- _DOCUMENT SECTION_
It was the Vietnam War (or, more correctly, the Second Indochina War) that provoked the first collective sense of moral conscience about events far from home for Western baby boomers (of which I am one). That awakening has in no small way influenced attitudes towards the rest of the world. What it lacks, however, is nuance.
Vietnam, viewed from afar, became a land of myths. It was the first war that became public property: the photos of the monk immolating himself; the naked girl-child running from a napalm raid; the Vietcong officer being executed in the street by a bullet to the temple, capturing that instant between life and death; and finally the last helicopter on the American Embassy roof, above a rickety ladder, with hundreds of terrified people below, scrabbling for the last remaining seats.
How the mighty had fallen. It was a land of terror and trauma, and those exposed to it constructed their own stories as well as they could to make sense of what they had experienced. On 30 April 1975, nearly thirty years after Ho Chi Minh’s declaration of Vietnamese independence in 1946, it was all over. Nearly thirty years: an entire generation.
Graham Greene’s The Quiet American had influenced my teenage impressions of what Vietnam was like. This was a place of moral ambiguity where a man could live as he liked but remain in danger. Experience taught you how to survive but made you more cynical and callous in the process. I liked this idea of being tested, to find out what moral backbone I had, if any. And I could almost smell it—the humidity and the heat and the sight of black-clad figures emerging from the tree line with AK-47s blazing.
I had got close to this in Laos, but too late to witness it. Returning home, I discovered that my well-educated friends were not interested in my stories. The people had won and America had lost and that was that. The world
is a complicated place and the temptation to pigeonhole anything from afar as good or bad is often convenient but lazy. Vietnam had become a hermetically sealed, hard-line Communist state.
But I still wanted to go there, an interest piqued not by retracing the Second Indochina War’s road to ruin (though it remained a preoccupation of those who had lived through it) but by what happened once the Stars and Stripes were lowered for the last time, folded for the last time and placed in the helicopter that departed Saigon for the last time.
The announcement in 1986 of a new policy of Do Moi, an opening up of Vietnam’s doors to the outside world, provided commercial opportunities that would foster a socialist-oriented market economy. By then I was in Singapore, and married with three small children. Since the fall of Saigon little had been heard of Vietnam, save the invasion of Cambodia to overthrow the Pol Pot régime, and the refugee crisis of the boat people who risked their lives in barely seaworthy fishing boats to get out of the country. That event, which captured the world’s headlines for a few weeks, now seems forgotten. Two million ‘disappeared’, never to be reported on again, to make the best of their new lives overseas and became collectively anonymous.
The one pro-Western country with flights to Ho Chi Minh City was Thailand but there were just two flights a week and entry visas were only obtainable in Bangkok. The embassy proved to be an unkempt little bungalow, almost invisible, tucked away down a soi off Sukhamvit. Surprisingly, it proved efficient. I and my most adventurous colleague Wang Tee Fock, the production director, were expected, and our visas would be ready the following morning.

- _PROBLEMS TO SOLVE_
[A] In the Vietnam memoir, rewrite the passage from "It was the Vietnam" up to and including "last remaining seats.", replacing "baby boomers" with "postwar generation".
[B] According to the Vietnam memoir, on what date was it all over?
[C] Write what comes next in the Vietnam memoir, starting after its final sentence.

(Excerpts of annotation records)

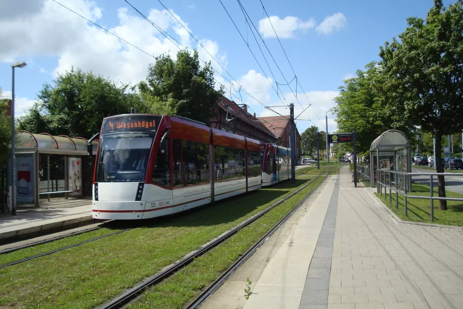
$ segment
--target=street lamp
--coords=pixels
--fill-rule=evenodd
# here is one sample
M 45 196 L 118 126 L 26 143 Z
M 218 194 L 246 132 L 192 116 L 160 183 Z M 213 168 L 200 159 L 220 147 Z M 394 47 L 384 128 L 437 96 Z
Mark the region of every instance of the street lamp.
M 11 65 L 12 86 L 11 89 L 11 215 L 16 214 L 16 203 L 15 199 L 16 175 L 14 162 L 14 68 L 24 68 L 27 64 L 24 61 L 15 62 Z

- _RESULTS BY TASK_
[A]
It was the Vietnam War (or, more correctly, the Second Indochina War) that provoked the first collective sense of moral conscience about events far from home for Western postwar generation (of which I am one). That awakening has in no small way influenced attitudes towards the rest of the world. What it lacks, however, is nuance.
Vietnam, viewed from afar, became a land of myths. It was the first war that became public property: the photos of the monk immolating himself; the naked girl-child running from a napalm raid; the Vietcong officer being executed in the street by a bullet to the temple, capturing that instant between life and death; and finally the last helicopter on the American Embassy roof, above a rickety ladder, with hundreds of terrified people below, scrabbling for the last remaining seats.

[B] 30 April 1975

[C]
We flew to Ho Chi Minh’s Tan Son Nhut airport on Friday, 23 September 1988, arriving at dusk, having flown over the Mekong Delta, which seemed to be three-quarters water, in paddy fields, rivers, canals or bomb craters. Photography was forbidden both in the air and on the ground. The plane was parked in a corner of the airfield next to an abandoned control tower and we waited in light rain for the ancient DeSoto school bus to take us to the terminal. An equally ancient articulated fuel truck rumbled past, none of its lights working but the faded Shell logo still discernible.
The terminal was the second indication of a time warp. It seemed to be imperceptibly dissolving into its own foundations. This seemed of no consequence to the officials, who performed the formalities efficiently. Outside, far too many people were awaiting the few passengers. We were met by the Vietnamese delegation and loaded into a newly imported Japanese microbus. The only other four wheeled vehicles were remnants from pre-revolutionary days.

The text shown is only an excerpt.